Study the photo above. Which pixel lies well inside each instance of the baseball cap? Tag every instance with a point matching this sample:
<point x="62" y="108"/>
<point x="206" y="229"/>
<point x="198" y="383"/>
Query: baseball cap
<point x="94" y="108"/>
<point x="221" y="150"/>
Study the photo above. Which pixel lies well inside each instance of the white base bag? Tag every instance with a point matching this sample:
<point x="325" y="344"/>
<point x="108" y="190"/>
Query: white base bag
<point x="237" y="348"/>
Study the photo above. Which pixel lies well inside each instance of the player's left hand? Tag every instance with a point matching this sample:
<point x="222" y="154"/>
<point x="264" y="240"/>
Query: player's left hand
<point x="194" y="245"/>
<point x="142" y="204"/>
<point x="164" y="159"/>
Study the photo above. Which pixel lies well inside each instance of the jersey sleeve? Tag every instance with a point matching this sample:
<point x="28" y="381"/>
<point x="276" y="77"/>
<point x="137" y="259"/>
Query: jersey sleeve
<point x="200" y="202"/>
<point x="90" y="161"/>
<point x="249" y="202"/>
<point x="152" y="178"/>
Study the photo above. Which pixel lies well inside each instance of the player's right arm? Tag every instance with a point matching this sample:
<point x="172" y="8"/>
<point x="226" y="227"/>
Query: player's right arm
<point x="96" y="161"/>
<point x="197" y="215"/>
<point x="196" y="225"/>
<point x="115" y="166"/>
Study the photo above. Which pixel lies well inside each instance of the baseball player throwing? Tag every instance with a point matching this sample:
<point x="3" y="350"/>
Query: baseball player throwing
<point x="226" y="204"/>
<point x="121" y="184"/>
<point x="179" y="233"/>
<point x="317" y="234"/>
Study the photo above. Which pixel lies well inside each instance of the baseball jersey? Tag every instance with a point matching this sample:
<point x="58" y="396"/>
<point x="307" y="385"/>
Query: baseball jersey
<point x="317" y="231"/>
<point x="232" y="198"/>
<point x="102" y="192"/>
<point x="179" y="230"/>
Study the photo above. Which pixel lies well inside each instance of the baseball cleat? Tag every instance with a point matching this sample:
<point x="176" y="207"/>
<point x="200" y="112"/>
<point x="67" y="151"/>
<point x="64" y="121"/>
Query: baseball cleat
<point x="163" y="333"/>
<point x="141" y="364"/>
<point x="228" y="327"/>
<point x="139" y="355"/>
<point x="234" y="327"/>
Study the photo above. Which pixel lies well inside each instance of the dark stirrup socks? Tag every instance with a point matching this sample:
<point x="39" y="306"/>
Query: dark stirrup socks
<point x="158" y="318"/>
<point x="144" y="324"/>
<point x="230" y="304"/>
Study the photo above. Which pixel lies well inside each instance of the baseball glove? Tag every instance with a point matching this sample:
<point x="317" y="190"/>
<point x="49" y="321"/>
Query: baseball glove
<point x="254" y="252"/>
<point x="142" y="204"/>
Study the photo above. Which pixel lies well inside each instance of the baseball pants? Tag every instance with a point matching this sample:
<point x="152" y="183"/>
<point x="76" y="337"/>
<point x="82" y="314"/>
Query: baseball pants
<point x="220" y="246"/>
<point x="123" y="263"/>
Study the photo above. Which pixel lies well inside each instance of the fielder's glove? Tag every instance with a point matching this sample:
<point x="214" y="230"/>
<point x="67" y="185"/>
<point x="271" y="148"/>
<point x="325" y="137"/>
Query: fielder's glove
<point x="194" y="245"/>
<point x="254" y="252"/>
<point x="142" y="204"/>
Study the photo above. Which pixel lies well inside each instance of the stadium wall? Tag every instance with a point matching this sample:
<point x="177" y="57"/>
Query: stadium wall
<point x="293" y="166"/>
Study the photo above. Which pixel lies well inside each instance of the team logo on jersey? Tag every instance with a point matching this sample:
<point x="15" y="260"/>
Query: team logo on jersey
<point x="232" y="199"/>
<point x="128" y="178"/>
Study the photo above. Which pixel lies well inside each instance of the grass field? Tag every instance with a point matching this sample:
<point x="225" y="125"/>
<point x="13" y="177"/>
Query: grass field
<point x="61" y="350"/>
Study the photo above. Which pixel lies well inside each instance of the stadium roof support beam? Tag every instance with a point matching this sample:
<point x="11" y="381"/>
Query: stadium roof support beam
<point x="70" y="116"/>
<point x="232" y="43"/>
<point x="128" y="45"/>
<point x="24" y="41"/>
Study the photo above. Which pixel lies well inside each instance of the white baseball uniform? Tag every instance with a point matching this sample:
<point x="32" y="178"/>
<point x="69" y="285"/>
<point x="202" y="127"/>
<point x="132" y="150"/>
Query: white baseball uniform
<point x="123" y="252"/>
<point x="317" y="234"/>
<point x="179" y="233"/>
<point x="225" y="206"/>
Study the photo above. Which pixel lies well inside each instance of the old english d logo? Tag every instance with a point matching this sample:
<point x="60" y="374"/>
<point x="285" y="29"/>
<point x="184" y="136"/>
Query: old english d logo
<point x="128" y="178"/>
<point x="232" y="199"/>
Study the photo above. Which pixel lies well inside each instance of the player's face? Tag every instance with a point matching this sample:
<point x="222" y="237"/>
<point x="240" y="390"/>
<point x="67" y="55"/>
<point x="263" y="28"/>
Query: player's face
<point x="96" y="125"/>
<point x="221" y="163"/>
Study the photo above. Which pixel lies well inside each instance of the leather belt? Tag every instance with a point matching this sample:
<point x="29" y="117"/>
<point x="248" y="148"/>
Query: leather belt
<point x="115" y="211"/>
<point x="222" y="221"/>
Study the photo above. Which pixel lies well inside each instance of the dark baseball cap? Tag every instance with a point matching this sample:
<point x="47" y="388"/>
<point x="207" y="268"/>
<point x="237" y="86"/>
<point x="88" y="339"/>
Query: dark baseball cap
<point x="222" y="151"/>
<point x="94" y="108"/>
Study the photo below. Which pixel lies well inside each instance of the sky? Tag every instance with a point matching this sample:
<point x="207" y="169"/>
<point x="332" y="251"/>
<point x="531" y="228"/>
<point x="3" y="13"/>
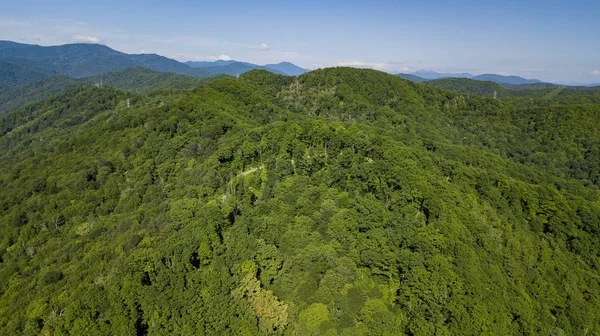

----------------------------------------

When you write out the material again, keep every word exact and omit the pictures.

Study the photo above. Which pixel lies well inside each instance of the baseball cap? Tag every instance with a point matching this sample:
<point x="62" y="108"/>
<point x="206" y="229"/>
<point x="198" y="383"/>
Query: baseball cap
<point x="94" y="108"/>
<point x="221" y="150"/>
Study the photo above. Which pixel lies well inside each instance of the white base bag? Tag every instance with a point matching this sample:
<point x="325" y="344"/>
<point x="108" y="190"/>
Query: white base bag
<point x="237" y="348"/>
Study the photo above. Which pixel lies well inside each instance of the player's left hand? Tag every instance with a point matching this sample:
<point x="222" y="154"/>
<point x="264" y="240"/>
Query: player's left hand
<point x="194" y="245"/>
<point x="142" y="204"/>
<point x="164" y="159"/>
Study the photo above. Which pixel lies well inside each instance of the jersey sleeve? Tag every instance with a point matching this sample:
<point x="28" y="381"/>
<point x="276" y="77"/>
<point x="137" y="259"/>
Query: jersey sleeve
<point x="200" y="202"/>
<point x="90" y="161"/>
<point x="249" y="202"/>
<point x="152" y="178"/>
Study the photo above. Which pixel lies well inside each instance of the player's right arm? Tag every instance with a point matching this sample:
<point x="172" y="8"/>
<point x="226" y="227"/>
Query: player's right arm
<point x="96" y="161"/>
<point x="197" y="215"/>
<point x="196" y="225"/>
<point x="115" y="166"/>
Study the photo above. Which pixel lies well inside each instance of the baseball player throwing? Tag every instance with a point matching this sample:
<point x="3" y="350"/>
Query: baseball player throwing
<point x="226" y="204"/>
<point x="121" y="184"/>
<point x="179" y="233"/>
<point x="317" y="234"/>
Study the photo above. Which pixel lies well inside each instance of the baseball jersey? Tag every instance with a point matching this sample:
<point x="58" y="396"/>
<point x="307" y="385"/>
Query: baseball jersey
<point x="317" y="231"/>
<point x="232" y="198"/>
<point x="102" y="192"/>
<point x="179" y="230"/>
Study the photo above. Which pixel lies well inside each instance of the baseball cleat? Tag every instance with a point matching this sample:
<point x="176" y="207"/>
<point x="200" y="112"/>
<point x="67" y="151"/>
<point x="64" y="121"/>
Query: baseball cleat
<point x="163" y="333"/>
<point x="141" y="364"/>
<point x="228" y="327"/>
<point x="139" y="355"/>
<point x="234" y="327"/>
Study the photo above. Which pixel lies well inside each instance of the dark stirrup socks? Tag every instance with a point matching this sample:
<point x="39" y="306"/>
Query: dark stirrup socks
<point x="158" y="318"/>
<point x="144" y="324"/>
<point x="230" y="304"/>
Study the photo above. Which pixel lies well inside each instance of the baseball glove? Tag every instance with a point matching this sample:
<point x="317" y="190"/>
<point x="49" y="321"/>
Query: baseball glove
<point x="254" y="252"/>
<point x="142" y="204"/>
Study the photo above. Which pixel lies well inside each instance of the baseball pants? Tag every instance with a point matching this sample:
<point x="152" y="183"/>
<point x="76" y="337"/>
<point x="82" y="314"/>
Query: baseball pants
<point x="220" y="246"/>
<point x="123" y="263"/>
Study the photo above. Which pixel lies well inside each instance of the fielder's glove? Tag every instance with a point matching this sample:
<point x="214" y="230"/>
<point x="67" y="185"/>
<point x="271" y="148"/>
<point x="325" y="137"/>
Query: fielder's glove
<point x="194" y="245"/>
<point x="254" y="252"/>
<point x="142" y="204"/>
Study the photo above. Which pixel lies well inside each instance of the stadium wall? Tag every instance with a point matching this sample:
<point x="177" y="57"/>
Query: stadium wall
<point x="293" y="166"/>
Study the photo above. Which pixel lies well inside each instance of the team logo on jersey? Tag every instance with a point matching this sample:
<point x="15" y="260"/>
Query: team logo on jersey
<point x="232" y="199"/>
<point x="128" y="178"/>
Study the photo above. Which pixel lies well inside each instance of the grass field? Tag every instance with a point matching this sample:
<point x="225" y="125"/>
<point x="13" y="177"/>
Query: grass field
<point x="61" y="350"/>
Study the photo above. Which pixel lies well inside each instance of the stadium roof support beam? Tag every instance with a point matching this sample:
<point x="11" y="381"/>
Query: stadium roof support beam
<point x="70" y="116"/>
<point x="232" y="43"/>
<point x="128" y="45"/>
<point x="24" y="41"/>
Study the photo above. Which pixel lies well inside each instance of the white baseball uniform? Tag every instance with a point matching this sample:
<point x="32" y="178"/>
<point x="69" y="285"/>
<point x="202" y="127"/>
<point x="132" y="150"/>
Query: white baseball uniform
<point x="123" y="252"/>
<point x="317" y="234"/>
<point x="179" y="233"/>
<point x="225" y="206"/>
Study the photo above. Which pixel lies well inside each instance of the old english d logo? Tag every instance with a point matching this sample:
<point x="60" y="374"/>
<point x="285" y="29"/>
<point x="184" y="136"/>
Query: old english d logo
<point x="128" y="178"/>
<point x="232" y="199"/>
Study the photo above. Which pixel lies well inside each instance of the player's face? Tag every instance with a point matching this sample:
<point x="222" y="237"/>
<point x="240" y="390"/>
<point x="67" y="55"/>
<point x="263" y="28"/>
Query: player's face
<point x="96" y="125"/>
<point x="221" y="163"/>
Study the photo above. Which pixel lies well inside each instance of the leather belt? Tag every instance with a point matching this sample:
<point x="29" y="117"/>
<point x="248" y="148"/>
Query: leather belt
<point x="115" y="211"/>
<point x="222" y="221"/>
Study the photo above. Which pixel lies well inside each instance of the dark baseball cap? Tag every instance with a point matching this sample:
<point x="47" y="388"/>
<point x="207" y="268"/>
<point x="237" y="86"/>
<point x="88" y="339"/>
Query: dark baseball cap
<point x="222" y="151"/>
<point x="94" y="108"/>
Study the photo below. Which pixel lies well inside each instance of the sky? Tag every instance with a point matching this sample:
<point x="207" y="169"/>
<point x="332" y="251"/>
<point x="531" y="228"/>
<point x="3" y="13"/>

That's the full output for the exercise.